▶ [Document segment]
Unique  (cost=4456.37..5127.88 rows=1919 width=98)
  ->  Sort  (cost=4456.37..4456.37 rows=19186 width=98)
        ->  Merge Join  (cost=2389.21..2496.11 rows=19186 width=98)
              ->  Sort  (cost=1396.97..1396.97 rows=8321 width=94)
                    ->  Seq Scan on product_t p  (cost=0.00..613.41
rows=8321 width=94)
              ->  Sort  (cost=992.24..992.24 rows=231 width=4)
                    ->  Seq Scan on product_detail_t pd  (cost=0.00..983.19
rows=231 width=4)

EXPLAIN

[postgres@trollandtoad postgres]$ time psql -c "SELECT DISTINCT p.* FROM
product_t p, product_detail_t pd WHERE ((pd.productid=p.productid) AND
(pd.productconditionid<>'PL' or pd.quantityonsite>0) AND pd.active=1) and
(p.Name LIKE '%A%' OR p.description LIKE '%A%' OR p.basesku LIKE '%A%')
order by p.name;" -d trollandtoad2
real    0m6.284s
user    0m0.270s
sys     0m0.030s





Re: Why search term results different query plan?

From
Martijn van Oosterhout
Date:
On Sun, Sep 30, 2001 at 04:18:53AM +0300, Erol ?z wrote:
> Hi,
> Could anybody give me hint, or reccomend a source about this:
> Please note that two queries are different only in search terms (STAR and
> A). Plan and performane difference between them confused me.
> Thanks,
> Erol

%STAR%:
> Unique  (cost=1599.50..1599.58 rows=1 width=98)
>   ->  Sort  (cost=1599.50..1599.50 rows=2 width=98)
>         ->  Nested Loop  (cost=0.00..1599.48 rows=2 width=98)
>               ->  Seq Scan on product_t p  (cost=0.00..613.41 rows=1 width=94)
>               ->  Seq Scan on product_detail_t pd  (cost=0.00..983.19 rows=231 width=4)

▶ [Objective a]
Collect every line of the rows below that contains the string "cave".

▶ [Material for this task]
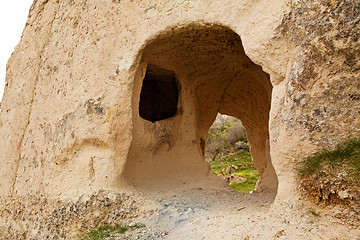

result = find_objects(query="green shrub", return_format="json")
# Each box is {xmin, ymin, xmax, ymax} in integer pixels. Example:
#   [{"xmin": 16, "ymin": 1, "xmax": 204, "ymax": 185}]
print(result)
[{"xmin": 298, "ymin": 138, "xmax": 360, "ymax": 181}]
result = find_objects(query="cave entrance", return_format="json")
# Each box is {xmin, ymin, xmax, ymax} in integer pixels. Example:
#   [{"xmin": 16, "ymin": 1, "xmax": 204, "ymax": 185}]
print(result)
[
  {"xmin": 123, "ymin": 24, "xmax": 278, "ymax": 194},
  {"xmin": 205, "ymin": 114, "xmax": 259, "ymax": 193}
]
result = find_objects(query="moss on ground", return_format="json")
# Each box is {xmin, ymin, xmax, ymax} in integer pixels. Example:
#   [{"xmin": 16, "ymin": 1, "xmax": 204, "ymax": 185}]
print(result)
[
  {"xmin": 210, "ymin": 151, "xmax": 259, "ymax": 193},
  {"xmin": 81, "ymin": 224, "xmax": 144, "ymax": 240}
]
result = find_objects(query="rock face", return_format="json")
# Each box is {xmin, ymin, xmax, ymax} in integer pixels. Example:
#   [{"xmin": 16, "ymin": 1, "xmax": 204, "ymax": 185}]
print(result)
[{"xmin": 0, "ymin": 0, "xmax": 360, "ymax": 236}]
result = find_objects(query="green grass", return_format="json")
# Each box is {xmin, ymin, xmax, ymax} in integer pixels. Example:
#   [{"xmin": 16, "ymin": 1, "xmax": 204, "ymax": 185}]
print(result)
[
  {"xmin": 298, "ymin": 138, "xmax": 360, "ymax": 181},
  {"xmin": 210, "ymin": 151, "xmax": 259, "ymax": 193},
  {"xmin": 81, "ymin": 224, "xmax": 144, "ymax": 240}
]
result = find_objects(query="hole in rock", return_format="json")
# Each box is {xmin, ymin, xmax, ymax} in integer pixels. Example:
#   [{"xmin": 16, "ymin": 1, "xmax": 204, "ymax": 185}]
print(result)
[
  {"xmin": 205, "ymin": 114, "xmax": 259, "ymax": 193},
  {"xmin": 122, "ymin": 24, "xmax": 278, "ymax": 196},
  {"xmin": 139, "ymin": 65, "xmax": 179, "ymax": 122}
]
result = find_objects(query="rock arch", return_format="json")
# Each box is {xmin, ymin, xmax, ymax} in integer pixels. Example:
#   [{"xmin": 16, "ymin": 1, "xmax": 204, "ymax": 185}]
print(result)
[{"xmin": 123, "ymin": 24, "xmax": 278, "ymax": 192}]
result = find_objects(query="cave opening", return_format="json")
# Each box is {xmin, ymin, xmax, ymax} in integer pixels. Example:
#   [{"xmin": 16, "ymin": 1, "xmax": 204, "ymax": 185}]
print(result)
[
  {"xmin": 122, "ymin": 24, "xmax": 278, "ymax": 195},
  {"xmin": 139, "ymin": 64, "xmax": 179, "ymax": 122},
  {"xmin": 205, "ymin": 114, "xmax": 259, "ymax": 193}
]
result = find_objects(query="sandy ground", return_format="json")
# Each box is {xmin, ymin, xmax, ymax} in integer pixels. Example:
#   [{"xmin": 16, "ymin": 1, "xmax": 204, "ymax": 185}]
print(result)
[{"xmin": 109, "ymin": 188, "xmax": 360, "ymax": 240}]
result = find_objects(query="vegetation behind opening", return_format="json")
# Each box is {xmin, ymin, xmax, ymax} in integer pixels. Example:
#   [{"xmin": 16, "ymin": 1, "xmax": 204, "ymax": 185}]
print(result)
[{"xmin": 205, "ymin": 115, "xmax": 259, "ymax": 193}]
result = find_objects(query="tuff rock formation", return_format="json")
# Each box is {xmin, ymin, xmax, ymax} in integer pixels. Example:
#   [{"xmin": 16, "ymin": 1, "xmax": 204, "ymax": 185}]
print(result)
[{"xmin": 0, "ymin": 0, "xmax": 360, "ymax": 237}]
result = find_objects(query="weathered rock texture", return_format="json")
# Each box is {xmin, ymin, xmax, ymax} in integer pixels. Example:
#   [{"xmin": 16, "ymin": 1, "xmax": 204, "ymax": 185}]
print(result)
[{"xmin": 0, "ymin": 0, "xmax": 360, "ymax": 237}]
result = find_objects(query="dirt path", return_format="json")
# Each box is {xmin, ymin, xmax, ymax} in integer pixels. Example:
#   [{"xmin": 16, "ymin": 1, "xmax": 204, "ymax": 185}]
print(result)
[{"xmin": 114, "ymin": 188, "xmax": 360, "ymax": 240}]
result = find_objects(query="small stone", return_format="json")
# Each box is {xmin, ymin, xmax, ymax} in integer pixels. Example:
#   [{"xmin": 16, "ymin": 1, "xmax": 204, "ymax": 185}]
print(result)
[{"xmin": 338, "ymin": 191, "xmax": 349, "ymax": 199}]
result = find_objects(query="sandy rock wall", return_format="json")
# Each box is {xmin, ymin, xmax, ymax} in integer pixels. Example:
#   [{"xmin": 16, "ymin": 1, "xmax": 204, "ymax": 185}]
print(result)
[{"xmin": 0, "ymin": 0, "xmax": 360, "ymax": 230}]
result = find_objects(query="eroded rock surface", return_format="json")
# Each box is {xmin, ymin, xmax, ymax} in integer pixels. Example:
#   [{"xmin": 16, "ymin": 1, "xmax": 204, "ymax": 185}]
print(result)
[{"xmin": 0, "ymin": 0, "xmax": 360, "ymax": 239}]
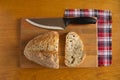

▶ [Objective b]
Write what comes next in the PostgreSQL query plan thread above, starting right after its last line.

▶ [Final answer a]
result = find_objects(query="cave entrance", return_format="json")
result = find_objects(query="cave opening", return_format="json")

▶ [Final answer b]
%A%:
> Unique  (cost=4456.37..5127.88 rows=1919 width=98)
>   ->  Sort  (cost=4456.37..4456.37 rows=19186 width=98)
>         ->  Merge Join  (cost=2389.21..2496.11 rows=19186 width=98)
>               ->  Sort  (cost=1396.97..1396.97 rows=8321 width=94)
>                     ->  Seq Scan on product_t p  (cost=0.00..613.41 rows=8321 width=94)
>               ->  Sort  (cost=992.24..992.24 rows=231 width=4)
>                     ->  Seq Scan on product_detail_t pd  (cost=0.00..983.19 rows=231 width=4)

Note how in the first one it assumes that there is only one match in p
whereas in the second there are 8321. Are either of those correct?

I don't really see how you can do any real estimates on %X% type queries,
although maybe it's assuming longer string => less matches.

Not sure how to fix it though...

HTH,
--
Martijn van Oosterhout <kleptog@svana.org>
http://svana.org/kleptog/
> Magnetism, electricity and motion are like a three-for-two special offer:
> if you have two of them, the third one comes free.

Re: Why search term results different query plan?

From
Tom Lane
Date:
"=?iso-8859-9?B?RXJvbCDWeg==?=" <eroloz@esg.com.tr> writes:
> Could anybody give me hint, or reccomend a source about this:
> Please note that two queries are different only in search terms (STAR and
> A). Plan and performane difference between them confused me.

Note the difference in the estimated number of rows matched in
product_t:

>          ->  Seq Scan on product_t p  (cost=0.00..613.41 rows=1 width=94)

>          ->  Seq Scan on product_t p  (cost=0.00..613.41 rows=8321 width=94)

The planner thinks --- not unreasonably, IMHO --- that LIKE '%A%' will
match many more rows than LIKE '%STAR%'.  Accordingly, it prepares
different plans for the two cases.

Since you're complaining, I suppose that LIKE '%STAR%' matches many more
rows than random chance would suggest, and so that plan turns out to be
poorly chosen.

            regards, tom lane

Re: Why search term results different query plan?

From
Tom Lane
Date:
Martijn van Oosterhout <kleptog@svana.org> writes:
> I don't really see how you can do any real estimates on %X% type queries,
> although maybe it's assuming longer string => less matches.

More exactly, it's assuming more fixed characters in the pattern ->
less matches; see like_selectivity in src/backend/utils/adt/selfuncs.c.
While the specific numbers it's using are made from whole cloth, I think
the principle should hold good.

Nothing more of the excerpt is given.